━━ Records for the exercise

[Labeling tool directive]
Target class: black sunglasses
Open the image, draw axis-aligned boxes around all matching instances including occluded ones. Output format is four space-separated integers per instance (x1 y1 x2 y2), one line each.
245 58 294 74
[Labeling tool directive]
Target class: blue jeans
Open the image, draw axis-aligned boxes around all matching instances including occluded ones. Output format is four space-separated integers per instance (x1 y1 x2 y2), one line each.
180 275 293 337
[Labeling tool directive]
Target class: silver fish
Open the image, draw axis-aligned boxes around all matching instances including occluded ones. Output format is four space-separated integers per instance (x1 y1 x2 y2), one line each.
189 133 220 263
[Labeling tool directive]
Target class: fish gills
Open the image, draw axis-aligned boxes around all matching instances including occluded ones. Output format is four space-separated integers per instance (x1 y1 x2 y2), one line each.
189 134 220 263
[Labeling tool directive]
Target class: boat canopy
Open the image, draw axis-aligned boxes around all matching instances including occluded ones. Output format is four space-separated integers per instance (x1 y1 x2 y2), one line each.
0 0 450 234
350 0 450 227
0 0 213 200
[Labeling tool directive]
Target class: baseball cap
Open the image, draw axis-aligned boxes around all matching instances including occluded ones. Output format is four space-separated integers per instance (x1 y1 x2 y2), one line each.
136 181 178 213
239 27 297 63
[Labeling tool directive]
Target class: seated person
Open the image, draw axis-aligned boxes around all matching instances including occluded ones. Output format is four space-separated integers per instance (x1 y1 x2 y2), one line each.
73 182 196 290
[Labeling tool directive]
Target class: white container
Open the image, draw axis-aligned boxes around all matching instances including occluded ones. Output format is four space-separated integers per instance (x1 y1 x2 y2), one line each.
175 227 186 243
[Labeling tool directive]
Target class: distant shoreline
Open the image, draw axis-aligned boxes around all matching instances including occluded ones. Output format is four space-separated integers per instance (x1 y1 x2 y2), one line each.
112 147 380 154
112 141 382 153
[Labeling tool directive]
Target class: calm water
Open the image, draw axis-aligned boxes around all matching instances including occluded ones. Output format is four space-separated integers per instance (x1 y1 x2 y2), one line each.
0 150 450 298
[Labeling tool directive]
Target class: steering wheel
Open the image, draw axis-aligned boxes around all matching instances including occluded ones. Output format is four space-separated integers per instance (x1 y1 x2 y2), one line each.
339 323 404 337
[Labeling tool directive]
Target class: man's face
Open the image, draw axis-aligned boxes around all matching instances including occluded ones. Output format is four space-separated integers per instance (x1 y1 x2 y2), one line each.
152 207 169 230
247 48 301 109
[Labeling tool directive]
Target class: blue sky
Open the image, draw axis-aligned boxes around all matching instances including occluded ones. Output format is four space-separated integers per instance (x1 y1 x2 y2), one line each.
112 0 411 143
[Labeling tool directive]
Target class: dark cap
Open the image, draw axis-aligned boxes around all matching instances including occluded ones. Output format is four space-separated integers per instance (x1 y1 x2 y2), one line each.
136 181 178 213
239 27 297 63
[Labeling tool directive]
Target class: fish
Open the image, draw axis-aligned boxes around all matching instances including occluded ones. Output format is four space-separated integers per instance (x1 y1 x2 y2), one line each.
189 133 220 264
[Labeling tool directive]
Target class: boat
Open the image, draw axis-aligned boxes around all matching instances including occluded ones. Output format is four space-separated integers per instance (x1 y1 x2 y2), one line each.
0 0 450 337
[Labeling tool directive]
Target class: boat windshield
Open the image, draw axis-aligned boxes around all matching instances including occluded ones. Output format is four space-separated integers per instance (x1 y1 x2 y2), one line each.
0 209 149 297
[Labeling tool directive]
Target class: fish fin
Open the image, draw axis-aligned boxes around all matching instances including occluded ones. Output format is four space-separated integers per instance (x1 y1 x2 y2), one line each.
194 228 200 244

━━━━

Direction: Can you extract every line of the items above that contains the word "blue"?

Result for this task:
Target class: blue jeans
Target class: blue sky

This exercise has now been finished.